- **EXTRACTED TEXT**:
An empty crate is given an initial push down a ramp, starting it with a speed \(v_{0},\) and reaches the bottom with speed \(v\) and kinetic energy \(K .\) Some books are now placed in the crate, so that the total mass is quadrupled. The coefficient of kinetic friction is constant and air resistance is negligible. Starting again with \(v_{0}\) at the top of the ramp, what are the speed and kinetic energy at the bottom? Explain the reasoning behind your answers.

Short Answer

Expert verified
The speed remains the same (\(v'=v\)) and kinetic energy quadruples (\(K'=4K\)).

Step by step solution

01

Understanding the Problem

We have a crate with initial speed \(v_0\) descending a ramp to reach a speed \(v\) and kinetic energy \(K\). If we quadruple the mass by adding books, the task is to find the new speed and kinetic energy at the bottom, with the same initial speed \(v_0\). Friction remains constant, and we ignore air resistance.

- **MATERIAL PROVIDED**:
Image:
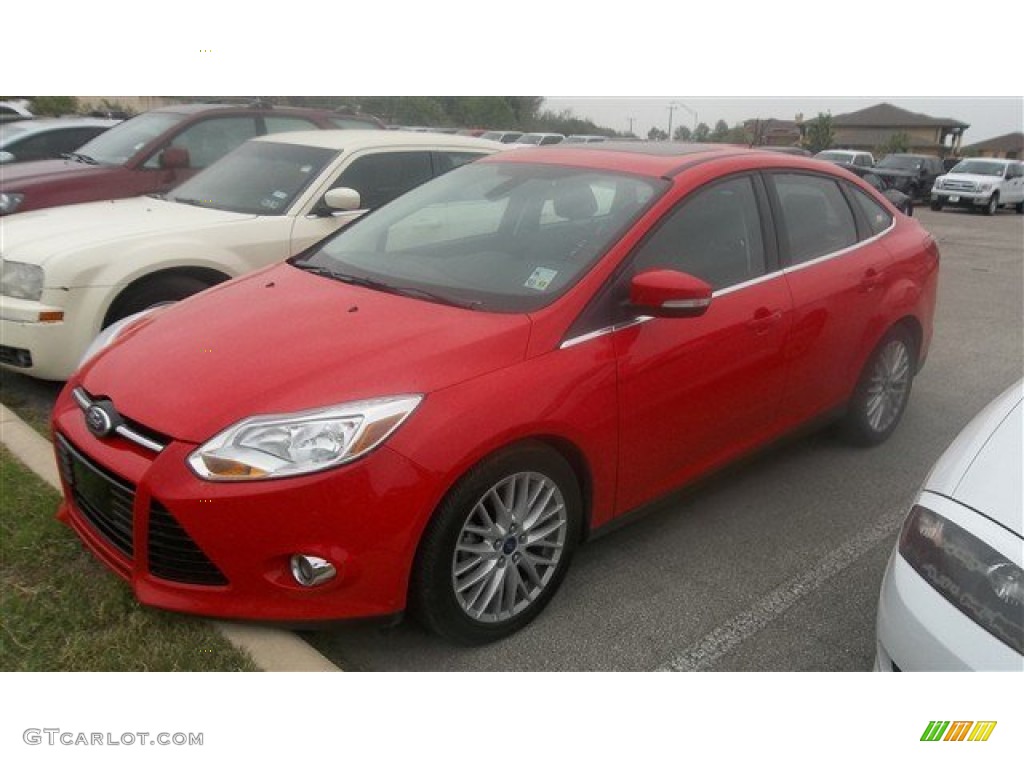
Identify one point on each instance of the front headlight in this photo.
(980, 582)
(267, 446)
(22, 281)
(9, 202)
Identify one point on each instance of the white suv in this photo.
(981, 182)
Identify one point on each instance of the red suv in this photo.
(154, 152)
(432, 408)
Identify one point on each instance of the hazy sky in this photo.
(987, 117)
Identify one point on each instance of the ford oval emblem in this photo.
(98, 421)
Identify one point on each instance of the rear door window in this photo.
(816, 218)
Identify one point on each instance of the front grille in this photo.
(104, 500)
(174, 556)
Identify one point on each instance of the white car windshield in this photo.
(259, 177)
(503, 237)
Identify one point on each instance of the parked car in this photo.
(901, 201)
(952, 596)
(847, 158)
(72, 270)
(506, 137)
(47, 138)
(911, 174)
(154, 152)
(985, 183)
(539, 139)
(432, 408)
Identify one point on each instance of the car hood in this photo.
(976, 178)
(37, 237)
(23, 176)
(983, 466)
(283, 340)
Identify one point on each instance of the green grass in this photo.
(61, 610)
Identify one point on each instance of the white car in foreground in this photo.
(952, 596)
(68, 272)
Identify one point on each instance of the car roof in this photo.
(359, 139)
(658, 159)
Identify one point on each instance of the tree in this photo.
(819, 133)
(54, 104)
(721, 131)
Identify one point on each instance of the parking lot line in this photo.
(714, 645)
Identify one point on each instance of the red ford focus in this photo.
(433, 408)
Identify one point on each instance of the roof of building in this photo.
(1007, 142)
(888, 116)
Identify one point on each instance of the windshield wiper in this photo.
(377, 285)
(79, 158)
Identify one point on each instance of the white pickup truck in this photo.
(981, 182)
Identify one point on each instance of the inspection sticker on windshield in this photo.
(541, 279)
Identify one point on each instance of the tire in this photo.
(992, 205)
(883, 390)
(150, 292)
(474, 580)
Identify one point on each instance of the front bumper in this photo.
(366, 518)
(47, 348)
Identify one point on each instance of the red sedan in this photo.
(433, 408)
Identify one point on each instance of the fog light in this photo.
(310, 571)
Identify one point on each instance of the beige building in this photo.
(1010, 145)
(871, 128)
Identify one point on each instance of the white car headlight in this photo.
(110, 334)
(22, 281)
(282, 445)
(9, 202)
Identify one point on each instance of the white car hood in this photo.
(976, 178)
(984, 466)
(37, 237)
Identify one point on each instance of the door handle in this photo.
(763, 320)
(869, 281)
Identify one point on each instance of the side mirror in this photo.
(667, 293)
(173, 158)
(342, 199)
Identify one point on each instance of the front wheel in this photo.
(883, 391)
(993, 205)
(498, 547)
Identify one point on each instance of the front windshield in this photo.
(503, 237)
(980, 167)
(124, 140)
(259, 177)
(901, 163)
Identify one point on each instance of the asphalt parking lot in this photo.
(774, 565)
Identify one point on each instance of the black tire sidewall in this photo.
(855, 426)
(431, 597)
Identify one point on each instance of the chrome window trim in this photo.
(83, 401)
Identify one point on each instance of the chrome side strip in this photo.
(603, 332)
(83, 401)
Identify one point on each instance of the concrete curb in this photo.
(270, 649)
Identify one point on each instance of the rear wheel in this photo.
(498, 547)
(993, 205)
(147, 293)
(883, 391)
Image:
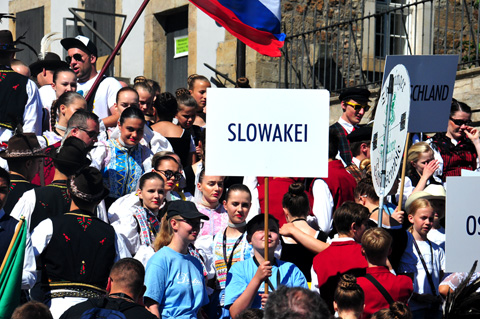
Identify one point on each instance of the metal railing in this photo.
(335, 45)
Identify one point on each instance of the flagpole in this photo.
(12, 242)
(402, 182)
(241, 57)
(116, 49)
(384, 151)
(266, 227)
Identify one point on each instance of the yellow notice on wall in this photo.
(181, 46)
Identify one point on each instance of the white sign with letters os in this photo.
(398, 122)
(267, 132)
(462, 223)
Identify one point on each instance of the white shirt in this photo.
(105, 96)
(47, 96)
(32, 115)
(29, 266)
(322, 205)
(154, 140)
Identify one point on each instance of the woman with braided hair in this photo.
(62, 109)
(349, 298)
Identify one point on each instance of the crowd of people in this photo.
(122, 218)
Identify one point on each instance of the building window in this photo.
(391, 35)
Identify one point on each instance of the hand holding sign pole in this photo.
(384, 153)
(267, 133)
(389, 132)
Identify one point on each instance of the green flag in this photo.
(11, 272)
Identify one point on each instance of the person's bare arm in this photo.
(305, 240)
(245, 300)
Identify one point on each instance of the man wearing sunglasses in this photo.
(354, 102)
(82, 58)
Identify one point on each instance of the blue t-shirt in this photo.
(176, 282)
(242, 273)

...

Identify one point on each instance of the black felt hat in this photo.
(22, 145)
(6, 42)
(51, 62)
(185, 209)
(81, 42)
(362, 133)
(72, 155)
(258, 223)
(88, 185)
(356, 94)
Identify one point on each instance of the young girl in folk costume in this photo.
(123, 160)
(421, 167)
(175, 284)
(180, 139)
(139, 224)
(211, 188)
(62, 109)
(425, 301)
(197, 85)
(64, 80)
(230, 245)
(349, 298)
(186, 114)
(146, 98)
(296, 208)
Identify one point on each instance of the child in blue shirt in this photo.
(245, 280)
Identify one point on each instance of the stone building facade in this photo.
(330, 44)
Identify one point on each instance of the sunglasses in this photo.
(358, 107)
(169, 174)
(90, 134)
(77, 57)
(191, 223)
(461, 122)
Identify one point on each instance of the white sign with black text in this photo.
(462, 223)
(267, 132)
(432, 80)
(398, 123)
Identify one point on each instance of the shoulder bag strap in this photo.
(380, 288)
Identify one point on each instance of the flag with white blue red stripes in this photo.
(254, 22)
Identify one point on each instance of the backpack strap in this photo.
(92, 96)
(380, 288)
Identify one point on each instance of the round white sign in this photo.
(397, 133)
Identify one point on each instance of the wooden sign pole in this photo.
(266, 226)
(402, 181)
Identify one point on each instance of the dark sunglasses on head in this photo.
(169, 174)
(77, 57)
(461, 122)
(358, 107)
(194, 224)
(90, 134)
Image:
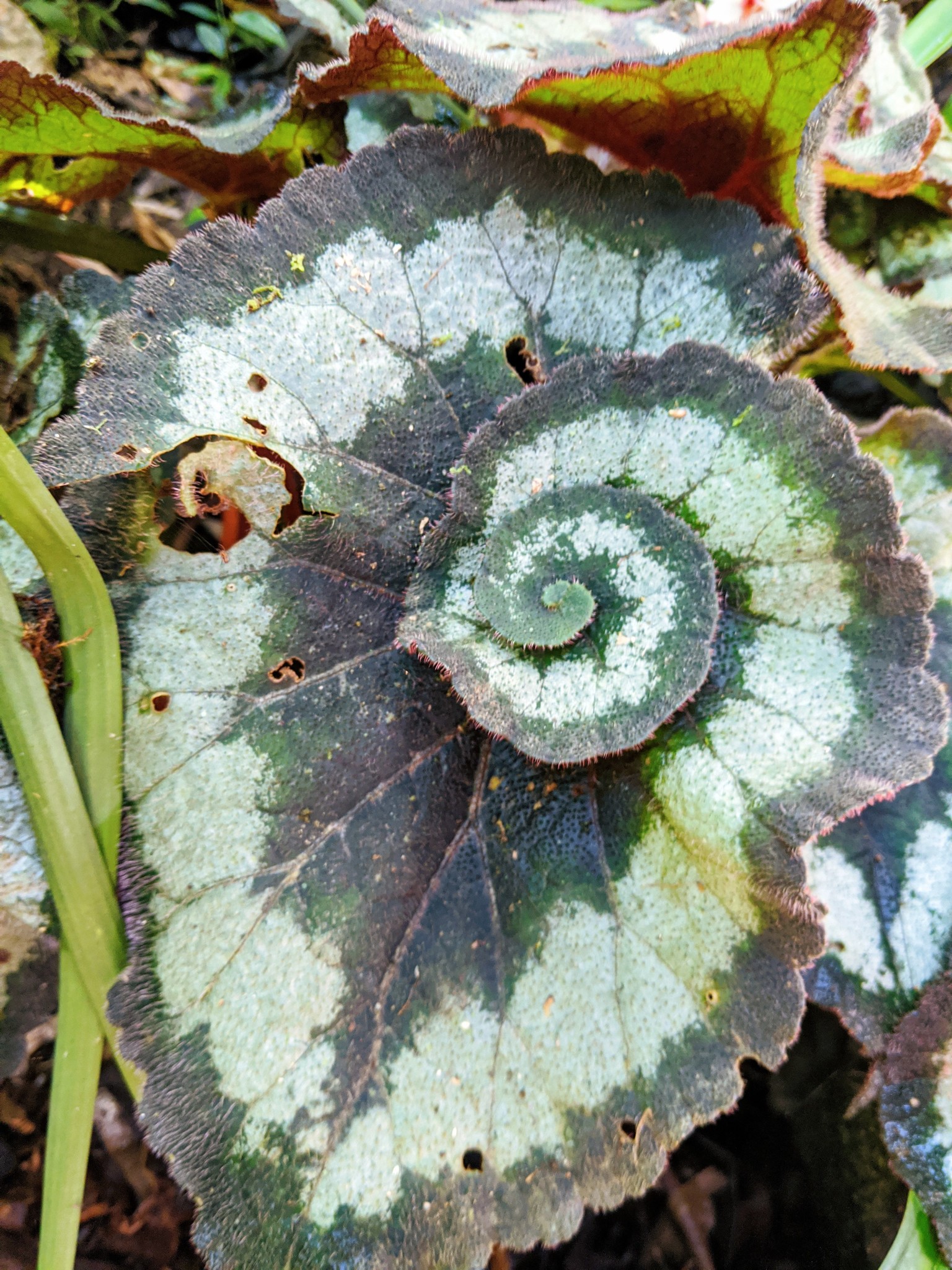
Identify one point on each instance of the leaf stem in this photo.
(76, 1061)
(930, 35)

==

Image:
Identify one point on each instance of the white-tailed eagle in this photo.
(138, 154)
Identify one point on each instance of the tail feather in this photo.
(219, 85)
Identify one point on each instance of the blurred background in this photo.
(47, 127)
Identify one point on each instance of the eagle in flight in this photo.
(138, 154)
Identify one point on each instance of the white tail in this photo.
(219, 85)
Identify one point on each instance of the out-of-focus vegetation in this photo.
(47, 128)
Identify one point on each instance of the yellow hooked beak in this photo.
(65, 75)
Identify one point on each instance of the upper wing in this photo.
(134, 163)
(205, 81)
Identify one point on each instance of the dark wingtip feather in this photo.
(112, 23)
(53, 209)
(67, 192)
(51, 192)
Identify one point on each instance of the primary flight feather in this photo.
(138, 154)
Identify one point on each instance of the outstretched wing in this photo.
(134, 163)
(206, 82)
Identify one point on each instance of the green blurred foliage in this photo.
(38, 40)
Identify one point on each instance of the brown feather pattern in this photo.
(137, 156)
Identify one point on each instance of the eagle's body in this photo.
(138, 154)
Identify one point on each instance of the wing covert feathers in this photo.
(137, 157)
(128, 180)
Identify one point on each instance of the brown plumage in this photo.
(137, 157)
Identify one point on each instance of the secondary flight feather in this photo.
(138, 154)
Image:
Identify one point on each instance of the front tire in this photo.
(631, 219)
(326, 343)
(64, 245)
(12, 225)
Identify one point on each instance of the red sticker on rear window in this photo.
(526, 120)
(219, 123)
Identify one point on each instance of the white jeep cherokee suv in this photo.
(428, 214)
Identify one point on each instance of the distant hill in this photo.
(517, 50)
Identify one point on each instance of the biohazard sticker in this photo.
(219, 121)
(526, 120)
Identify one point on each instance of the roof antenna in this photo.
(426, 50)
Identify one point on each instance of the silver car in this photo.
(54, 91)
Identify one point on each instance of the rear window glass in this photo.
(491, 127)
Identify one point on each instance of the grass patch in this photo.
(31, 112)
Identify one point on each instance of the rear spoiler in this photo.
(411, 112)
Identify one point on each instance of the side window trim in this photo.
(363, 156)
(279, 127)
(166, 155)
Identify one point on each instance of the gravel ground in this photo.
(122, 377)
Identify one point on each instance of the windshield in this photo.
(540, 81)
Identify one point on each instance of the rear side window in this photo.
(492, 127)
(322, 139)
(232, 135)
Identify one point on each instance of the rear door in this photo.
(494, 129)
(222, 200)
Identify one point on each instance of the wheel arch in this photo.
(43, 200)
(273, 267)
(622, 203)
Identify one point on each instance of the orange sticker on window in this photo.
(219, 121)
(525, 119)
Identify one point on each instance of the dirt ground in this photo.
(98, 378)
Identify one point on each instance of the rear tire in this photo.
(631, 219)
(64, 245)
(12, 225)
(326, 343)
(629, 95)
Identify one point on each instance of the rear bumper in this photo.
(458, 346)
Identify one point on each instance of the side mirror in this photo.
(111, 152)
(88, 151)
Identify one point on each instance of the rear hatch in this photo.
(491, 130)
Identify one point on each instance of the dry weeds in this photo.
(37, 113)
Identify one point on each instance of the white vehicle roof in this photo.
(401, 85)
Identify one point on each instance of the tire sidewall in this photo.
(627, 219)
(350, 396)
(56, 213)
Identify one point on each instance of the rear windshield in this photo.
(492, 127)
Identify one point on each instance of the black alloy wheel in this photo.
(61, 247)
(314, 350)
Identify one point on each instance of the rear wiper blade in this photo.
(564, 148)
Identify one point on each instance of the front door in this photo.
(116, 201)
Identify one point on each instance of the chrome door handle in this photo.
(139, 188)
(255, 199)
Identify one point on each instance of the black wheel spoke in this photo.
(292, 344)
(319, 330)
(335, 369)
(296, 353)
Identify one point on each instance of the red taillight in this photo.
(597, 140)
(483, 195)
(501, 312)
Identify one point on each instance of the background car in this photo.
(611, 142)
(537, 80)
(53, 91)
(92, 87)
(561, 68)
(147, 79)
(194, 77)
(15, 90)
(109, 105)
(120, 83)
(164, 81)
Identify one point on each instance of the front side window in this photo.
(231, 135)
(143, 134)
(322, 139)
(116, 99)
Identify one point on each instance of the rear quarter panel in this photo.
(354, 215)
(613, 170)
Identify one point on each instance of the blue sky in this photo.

- **CHALLENGES**:
(a) In the crate-and-ramp solution, what happens to the crate's kinetic energy at the bottom once the total mass is quadrupled?
(b) State how many lines of the entries contain the string "dark", treating case as significant. Give only the number.

- **LIST OF SOLUTIONS**:
(a) It quadruples, so the new kinetic energy is 4K.

(b) 2